- **Exercise set**:
(1) Using the blog post on Beehive and social capital, explain what the researchers hypothesized about informal sharing on Beehive and what observation the post points to as prompting it.
(2) According to the blog post on Beehive and social capital, at which event will the findings be presented?
(3) Edit the Beehive post's text between "Bowling Online: Social" and "set of papers.", inclusive, changing "tons of research" to "a great deal of research".

- **Page extract**:
§ §

Bowling Online: Social Networking & Social Capital at Work

Later this month at Communities & Technologies 2009, findings on Beehive and social capital will be presented. I did this research with Chip Steinfield, Nicole Ellison, and Cliff Lampe, colleagues at Michigan State. Chip, Nicole and Cliff have done tons of research on Facebook, found in their interesting set of papers.

The four pictures shown here are from Beehive and show IBM employees all around the world going bowling. There are so many pictures just like this shared on Beehive, highlighting coworkers informally socializing and having fun together. In terms of social capital, we hypothesized that this type of informal sharing and communicating on Beehive could be associated with closer bonds with coworkers and increased access to distant colleagues.

By adapting the survey instrument Chip, Nicole and Cliff use for measuring Facebook intensity and social capital to the IBM & Beehive context, we found that even with limited use of Beehive, over a relatively short amount of time, there are associations between types of usage and different types of social capital:

  • When someone is using Beehive for meeting new contacts, they report a greater interest in making these types of contacts at the company in general.
  • When someone is using Beehive for keeping up with known colleagues, both in their workgroup and in their extended network of loose ties, they report having closer ties with their immediate network (bonding social capital), a higher sense of citizenship (willingness to help the greater good of the company), and greater access to both new people and expertise within the company.

§ §

- **Supplied data**:
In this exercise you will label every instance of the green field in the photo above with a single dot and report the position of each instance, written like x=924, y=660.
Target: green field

§ §

- **Results for the exercise**:
(1) Many pictures shared on Beehive show coworkers informally socializing and having fun together, such as IBM employees around the world going bowling. From this, the researchers hypothesized that informal sharing and communicating on Beehive could be associated with closer bonds with coworkers and increased access to distant colleagues.

(2) Communities & Technologies 2009.

(3)
Bowling Online: Social Networking & Social Capital at Work

Later this month at Communities & Technologies 2009, findings on Beehive and social capital will be presented. I did this research with Chip Steinfield, Nicole Ellison, and Cliff Lampe, colleagues at Michigan State. Chip, Nicole and Cliff have done a great deal of research on Facebook, found in their interesting set of papers.